Required task:
Put everything below, from the line containing "Tag any visible wet pavement." down through the line containing "[557,345,600,400]", into a Markdown table with the columns "No." and "Line", skipping blank lines. Include only those lines.
++++++++++++++++++++
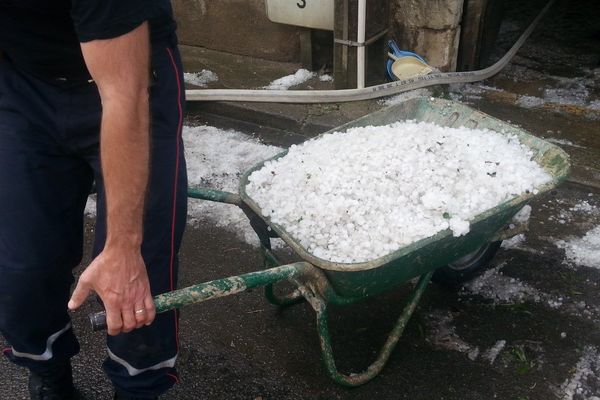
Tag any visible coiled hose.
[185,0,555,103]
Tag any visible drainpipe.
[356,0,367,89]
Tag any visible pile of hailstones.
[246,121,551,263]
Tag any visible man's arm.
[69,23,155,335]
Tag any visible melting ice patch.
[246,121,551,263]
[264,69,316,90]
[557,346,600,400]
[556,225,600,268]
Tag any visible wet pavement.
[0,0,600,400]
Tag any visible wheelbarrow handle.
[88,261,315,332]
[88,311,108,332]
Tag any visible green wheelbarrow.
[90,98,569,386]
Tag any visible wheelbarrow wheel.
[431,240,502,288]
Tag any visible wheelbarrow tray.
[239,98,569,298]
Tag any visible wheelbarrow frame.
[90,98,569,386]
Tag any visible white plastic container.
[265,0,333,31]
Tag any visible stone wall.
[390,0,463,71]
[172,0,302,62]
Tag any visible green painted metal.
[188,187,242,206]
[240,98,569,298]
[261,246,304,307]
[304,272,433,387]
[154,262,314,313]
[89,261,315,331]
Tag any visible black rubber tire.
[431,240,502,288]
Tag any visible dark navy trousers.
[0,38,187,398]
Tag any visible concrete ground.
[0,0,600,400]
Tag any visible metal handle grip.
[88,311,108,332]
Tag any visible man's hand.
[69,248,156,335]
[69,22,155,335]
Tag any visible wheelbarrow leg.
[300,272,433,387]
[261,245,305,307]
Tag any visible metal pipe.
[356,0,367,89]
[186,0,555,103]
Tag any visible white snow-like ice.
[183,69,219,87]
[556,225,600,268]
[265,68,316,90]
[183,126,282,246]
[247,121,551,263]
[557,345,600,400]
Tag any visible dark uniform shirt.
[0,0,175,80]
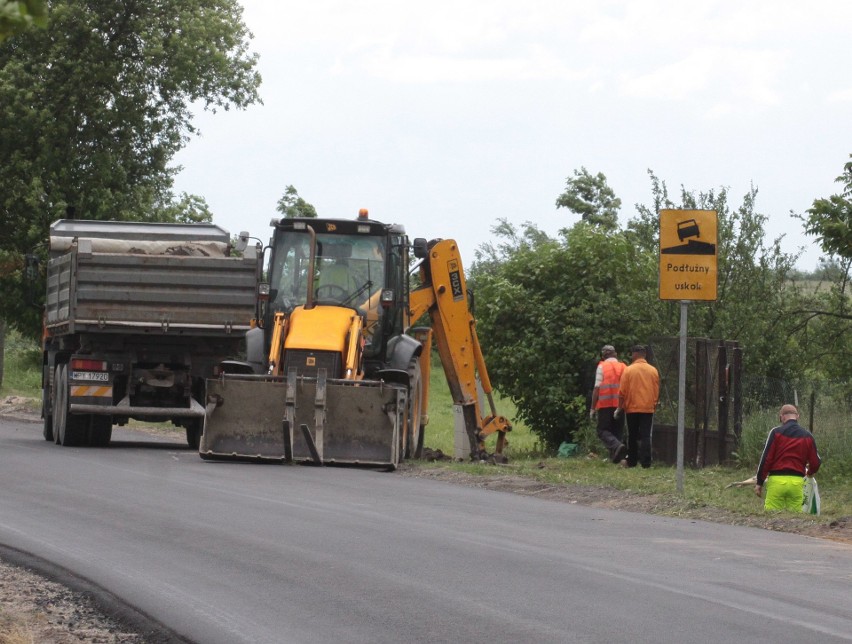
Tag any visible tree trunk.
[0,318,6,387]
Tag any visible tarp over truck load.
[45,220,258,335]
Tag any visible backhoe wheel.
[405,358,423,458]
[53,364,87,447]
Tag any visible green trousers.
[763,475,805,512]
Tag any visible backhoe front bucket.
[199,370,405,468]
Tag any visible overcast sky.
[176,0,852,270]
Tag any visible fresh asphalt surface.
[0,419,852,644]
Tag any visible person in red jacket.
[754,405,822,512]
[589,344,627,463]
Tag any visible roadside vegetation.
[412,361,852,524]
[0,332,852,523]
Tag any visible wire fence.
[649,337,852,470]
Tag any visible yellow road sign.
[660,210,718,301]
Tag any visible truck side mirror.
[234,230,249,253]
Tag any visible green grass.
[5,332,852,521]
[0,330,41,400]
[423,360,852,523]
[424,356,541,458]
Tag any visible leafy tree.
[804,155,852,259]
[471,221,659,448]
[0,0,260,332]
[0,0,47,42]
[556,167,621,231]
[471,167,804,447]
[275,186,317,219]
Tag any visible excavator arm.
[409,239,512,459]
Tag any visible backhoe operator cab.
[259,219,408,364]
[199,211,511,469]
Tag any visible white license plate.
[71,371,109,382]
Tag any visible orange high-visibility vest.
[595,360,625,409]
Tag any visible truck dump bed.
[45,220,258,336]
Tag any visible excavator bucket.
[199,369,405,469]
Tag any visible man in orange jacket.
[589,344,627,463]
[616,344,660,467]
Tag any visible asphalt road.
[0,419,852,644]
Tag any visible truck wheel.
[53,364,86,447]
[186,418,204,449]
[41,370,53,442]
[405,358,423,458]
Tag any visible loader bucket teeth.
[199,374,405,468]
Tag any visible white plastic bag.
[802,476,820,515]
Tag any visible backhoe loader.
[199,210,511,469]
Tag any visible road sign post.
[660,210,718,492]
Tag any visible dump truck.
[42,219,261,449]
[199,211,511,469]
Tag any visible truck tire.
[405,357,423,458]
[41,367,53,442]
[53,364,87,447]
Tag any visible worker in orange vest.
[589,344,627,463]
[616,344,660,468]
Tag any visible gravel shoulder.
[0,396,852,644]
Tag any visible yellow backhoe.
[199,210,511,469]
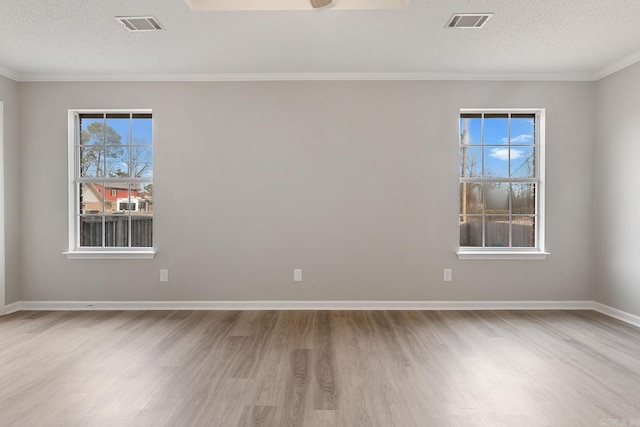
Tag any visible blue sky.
++++++++++++++++++++
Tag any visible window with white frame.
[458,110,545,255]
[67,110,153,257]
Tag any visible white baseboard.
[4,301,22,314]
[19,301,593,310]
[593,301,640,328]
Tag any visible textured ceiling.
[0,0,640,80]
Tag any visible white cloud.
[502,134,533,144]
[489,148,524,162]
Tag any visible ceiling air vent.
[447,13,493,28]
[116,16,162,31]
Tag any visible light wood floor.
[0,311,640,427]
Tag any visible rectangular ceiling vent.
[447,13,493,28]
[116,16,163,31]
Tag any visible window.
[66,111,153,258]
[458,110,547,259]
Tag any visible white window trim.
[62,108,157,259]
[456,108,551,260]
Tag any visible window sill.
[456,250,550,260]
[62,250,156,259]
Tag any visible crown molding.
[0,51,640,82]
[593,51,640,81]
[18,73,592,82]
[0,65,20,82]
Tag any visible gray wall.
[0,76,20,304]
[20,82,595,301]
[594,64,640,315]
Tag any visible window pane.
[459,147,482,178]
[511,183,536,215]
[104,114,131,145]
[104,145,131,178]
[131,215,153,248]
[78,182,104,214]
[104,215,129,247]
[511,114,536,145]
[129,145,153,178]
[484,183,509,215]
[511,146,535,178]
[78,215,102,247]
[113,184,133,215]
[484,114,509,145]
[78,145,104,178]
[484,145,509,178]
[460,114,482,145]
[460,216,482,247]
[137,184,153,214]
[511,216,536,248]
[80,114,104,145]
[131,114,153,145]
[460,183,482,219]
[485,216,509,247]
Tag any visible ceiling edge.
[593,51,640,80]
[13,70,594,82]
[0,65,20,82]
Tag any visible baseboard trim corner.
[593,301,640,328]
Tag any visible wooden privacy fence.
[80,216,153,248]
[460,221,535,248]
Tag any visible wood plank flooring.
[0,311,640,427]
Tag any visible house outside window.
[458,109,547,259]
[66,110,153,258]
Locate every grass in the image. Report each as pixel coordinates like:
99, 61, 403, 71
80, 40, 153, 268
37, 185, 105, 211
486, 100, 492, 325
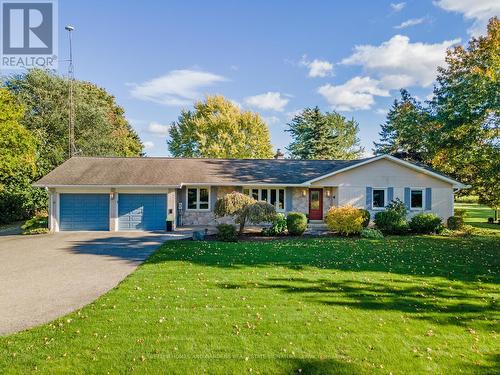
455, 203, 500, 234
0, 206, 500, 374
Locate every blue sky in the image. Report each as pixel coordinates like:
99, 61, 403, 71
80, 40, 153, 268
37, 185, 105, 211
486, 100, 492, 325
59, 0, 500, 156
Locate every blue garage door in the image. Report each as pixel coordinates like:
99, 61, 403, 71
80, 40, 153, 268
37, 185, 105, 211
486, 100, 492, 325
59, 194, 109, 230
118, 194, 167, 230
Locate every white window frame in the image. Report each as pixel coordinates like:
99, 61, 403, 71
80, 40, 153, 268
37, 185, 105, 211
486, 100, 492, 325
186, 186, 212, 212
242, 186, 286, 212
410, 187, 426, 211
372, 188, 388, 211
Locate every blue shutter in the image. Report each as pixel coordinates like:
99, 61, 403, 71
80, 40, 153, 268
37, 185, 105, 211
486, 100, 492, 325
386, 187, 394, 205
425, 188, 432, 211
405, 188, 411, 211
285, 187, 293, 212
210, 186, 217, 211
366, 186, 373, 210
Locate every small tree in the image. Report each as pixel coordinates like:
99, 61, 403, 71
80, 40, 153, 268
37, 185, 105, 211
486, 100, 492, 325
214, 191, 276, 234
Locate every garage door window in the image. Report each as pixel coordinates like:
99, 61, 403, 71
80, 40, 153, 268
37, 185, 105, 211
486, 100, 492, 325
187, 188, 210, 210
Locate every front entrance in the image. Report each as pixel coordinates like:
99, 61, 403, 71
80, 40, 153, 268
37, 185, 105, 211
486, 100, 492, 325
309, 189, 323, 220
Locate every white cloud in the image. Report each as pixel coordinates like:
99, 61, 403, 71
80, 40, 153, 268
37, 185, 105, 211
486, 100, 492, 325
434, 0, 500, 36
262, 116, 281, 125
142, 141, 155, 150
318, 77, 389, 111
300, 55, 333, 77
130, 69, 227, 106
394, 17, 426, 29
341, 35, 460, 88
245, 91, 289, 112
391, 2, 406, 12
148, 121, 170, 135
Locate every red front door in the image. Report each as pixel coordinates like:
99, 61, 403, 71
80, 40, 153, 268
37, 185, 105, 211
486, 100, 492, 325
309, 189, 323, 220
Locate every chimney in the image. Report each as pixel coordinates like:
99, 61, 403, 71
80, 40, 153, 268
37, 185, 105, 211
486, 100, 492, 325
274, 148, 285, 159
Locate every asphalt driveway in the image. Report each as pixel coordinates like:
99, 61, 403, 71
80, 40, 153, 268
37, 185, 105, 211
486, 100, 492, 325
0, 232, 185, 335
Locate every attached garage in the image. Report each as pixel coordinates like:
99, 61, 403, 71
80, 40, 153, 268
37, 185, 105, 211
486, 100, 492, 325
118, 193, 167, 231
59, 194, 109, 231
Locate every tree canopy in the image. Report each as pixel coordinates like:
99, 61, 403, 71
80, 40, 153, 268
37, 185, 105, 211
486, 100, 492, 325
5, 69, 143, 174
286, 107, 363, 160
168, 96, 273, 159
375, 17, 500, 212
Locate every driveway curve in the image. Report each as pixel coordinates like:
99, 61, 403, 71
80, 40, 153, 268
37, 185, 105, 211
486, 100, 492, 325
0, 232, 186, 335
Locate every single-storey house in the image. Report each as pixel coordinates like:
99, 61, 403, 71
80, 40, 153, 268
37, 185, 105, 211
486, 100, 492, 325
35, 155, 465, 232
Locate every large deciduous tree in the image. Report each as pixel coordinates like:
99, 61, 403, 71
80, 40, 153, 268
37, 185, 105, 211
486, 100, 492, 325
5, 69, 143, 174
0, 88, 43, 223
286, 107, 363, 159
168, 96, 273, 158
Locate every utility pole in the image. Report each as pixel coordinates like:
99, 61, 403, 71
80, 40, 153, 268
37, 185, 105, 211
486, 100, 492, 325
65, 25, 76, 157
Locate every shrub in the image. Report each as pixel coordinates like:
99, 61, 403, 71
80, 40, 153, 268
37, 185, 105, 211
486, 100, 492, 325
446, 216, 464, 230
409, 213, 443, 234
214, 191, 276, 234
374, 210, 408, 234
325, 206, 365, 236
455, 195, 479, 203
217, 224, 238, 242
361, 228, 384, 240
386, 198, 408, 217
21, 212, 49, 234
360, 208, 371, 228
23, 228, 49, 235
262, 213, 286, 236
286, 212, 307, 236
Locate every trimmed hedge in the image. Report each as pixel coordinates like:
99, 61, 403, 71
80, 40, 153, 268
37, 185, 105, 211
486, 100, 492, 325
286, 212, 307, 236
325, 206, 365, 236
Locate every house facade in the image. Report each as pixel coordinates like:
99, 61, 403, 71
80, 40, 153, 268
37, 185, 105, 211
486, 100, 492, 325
++++++++++++++++++++
Response:
| No. | Line |
|---|---|
| 1 | Tag any visible wet pavement. |
| 2 | [0,0,600,400] |
| 3 | Tag any visible wheelbarrow handle. |
| 4 | [88,261,315,332] |
| 5 | [88,311,108,332] |
| 6 | Tag any visible green wheelbarrow. |
| 7 | [90,98,569,386] |
| 8 | Tag any visible wheelbarrow wheel. |
| 9 | [431,240,502,288] |
| 10 | Tag any visible wheelbarrow tray. |
| 11 | [239,98,569,298] |
| 12 | Tag any visible wheelbarrow frame. |
| 13 | [90,98,569,386] |
| 14 | Tag any visible white plastic container. |
| 15 | [265,0,333,31] |
| 16 | Tag any visible stone wall. |
| 17 | [390,0,463,71] |
| 18 | [172,0,302,62] |
| 19 | Tag any visible green painted metal. |
| 20 | [188,187,242,206] |
| 21 | [240,98,569,298] |
| 22 | [261,246,304,307] |
| 23 | [304,272,433,387] |
| 24 | [154,262,314,313] |
| 25 | [89,261,315,331] |
| 26 | Tag any visible black rubber tire. |
| 27 | [431,240,502,288] |
| 28 | Tag any visible dark navy trousers. |
| 29 | [0,38,187,398] |
| 30 | Tag any visible concrete ground. |
| 31 | [0,0,600,400] |
| 32 | Tag any visible metal handle grip. |
| 33 | [88,311,108,332] |
| 34 | Tag any visible man's hand. |
| 35 | [69,248,156,335] |
| 36 | [69,22,155,335] |
| 37 | Tag any visible wheelbarrow leg. |
| 38 | [300,272,433,387] |
| 39 | [261,245,305,307] |
| 40 | Tag any visible metal pipe. |
| 41 | [356,0,367,89] |
| 42 | [186,0,555,103] |
| 43 | Tag any visible white snow-like ice. |
| 44 | [183,69,219,87] |
| 45 | [556,225,600,268] |
| 46 | [265,68,316,90] |
| 47 | [183,126,282,246] |
| 48 | [247,121,551,263] |
| 49 | [557,345,600,400] |